◆ Problems ◆
- A) In the testimony about the Scottish Public Pensions Agency project, how often did the project board meet?
- B) Carry on the testimony about the Scottish Public Pensions Agency project, picking up right after its final sentence.

◆ Document excerpt ◆
I do not want to go into them specifically.
Absolutely. The function is very important. It is an integral part of the Government’s assurance of any organisation, and particularly the assurance of a Government body or a body that is at arm’s-length to the Government.
Mr Bowman is referring to the audit and risk committee during a particular period. As I mentioned, Audit Scotland has been present at that committee. The Audit Scotland reports on the SPPA’s accounts for the 2014-15 and 2015-16 financial years made no reference to the project. The Scottish Public Pensions Agency made a tremendous effort, and subject matter experts were brought in. The chief executive at the time approached me to talk about bringing in people who would help with continued diligence on the delivery of the project and the change process. The project was one of eight. At the time, major things were happening to pensions in Scotland, which the agency led on. Those eight projects included software elements. Prior to that, the Scottish Public Pensions Agency delivered successful software changes, and it has done so subsequently.
The real concern was about the supplier’s non-delivery. To give you a sense of the diligence that was applied in managing the contract, the project board met at least monthly and the frequency intensified as soon as there were issues. Further, the SPPA approached the Government to ask to be part of the pilot of the technical assurance framework that has been designed and is in place. Therefore, the chief information officer became a member of the project board. There was a huge amount of effort and scrutiny around the supplier to make sure that it delivered.
When the first failure occurred, a tremendous amount of work was done, not to look at the sequencing and critical path of the project—one thing after another—but to work through which elements could be built coterminously. We are not critical of that. It was about building them side by side, so as to make up the time.

◆ Source data ◆
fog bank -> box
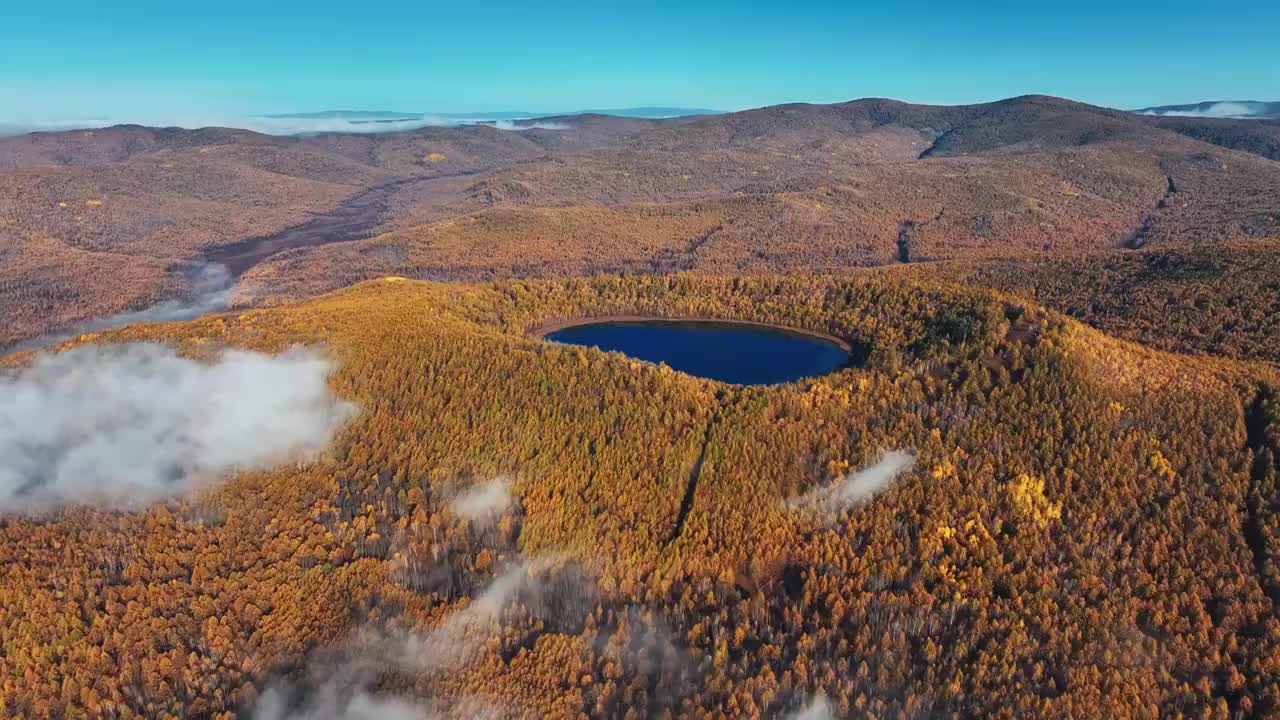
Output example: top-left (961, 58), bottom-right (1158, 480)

◆ Written answers ◆
- A) At least monthly, and more often as soon as there were issues.

- B)
The key thing was that there was a hard deadline for the project. March 2017 was an absolute cut-off date, for one reason alone. The project integrated administration, payroll and web-based services and, of the three existing suppliers that were to be replaced by one supplier, two were willing to extend the contract beyond March 2017, but the other refused to do so, which created that hard deadline.
Subject matter experts were brought in, which enabled us to redesign the project as it went along. It was Capita that—one series after another—failed to deliver.
We appreciate the detail, but will you try to be briefer?
Yes, of course. Those are some of the key points. That was the capacity that was there to support the project and keep it as on track as possible.
The only other point to draw out about the effective management of the contract is that, according to the contract terms, Capita could and should have earned £2.7 million if it had delivered the project. That is the contract price that would have been paid during the period that we are talking about. In the end, the SPPA paid less than £700,000, which shows that it did not pay for anything that it did not get. The contract was rigorously managed. The sad thing about it was the lack of delivery.
We had an evidence session with the SPPA on 26 September, which covered some of the changes to sponsors during the life of the project. Gordon Wales advised the committee that the sponsor arrangements encompassed line management of the chief executive and the public body’s Fraser figure. At different times during the project, those roles were combined and carried out by one Scottish Government official; at other times, they were split between two officials. A Scottish Government sponsor official is also a non-executive director of the SPPA’s management advisory board.
I am looking at the timelines for the to-ing and fro-ing of the sponsors. That surely must have contributed to the chaotic management of the project. What were those guys doing during that time? The sponsors must have been aware of the problems, so what did they do?
On your first point, Gordon Wales now has the roles and responsibilities of line manager and Fraser figure. That is slightly different from the sponsor process, but I understand the point that you are making.
The Fraser figure is a very particular role, which embodies the responsibilities that are delegated from a minister to a director general. The director general decides whether to take on those roles and responsibilities themselves or to give them to a Fraser figure. I might be wrong—I am willing to be challenged on this—but I do not recall another occasion on which we have combined a Fraser figure with line management responsibility. I was not permanent secretary for a good chunk of the project, but as far as I am aware, Gordon Wales was the first person to be the Fraser figure and hold the line management responsibility.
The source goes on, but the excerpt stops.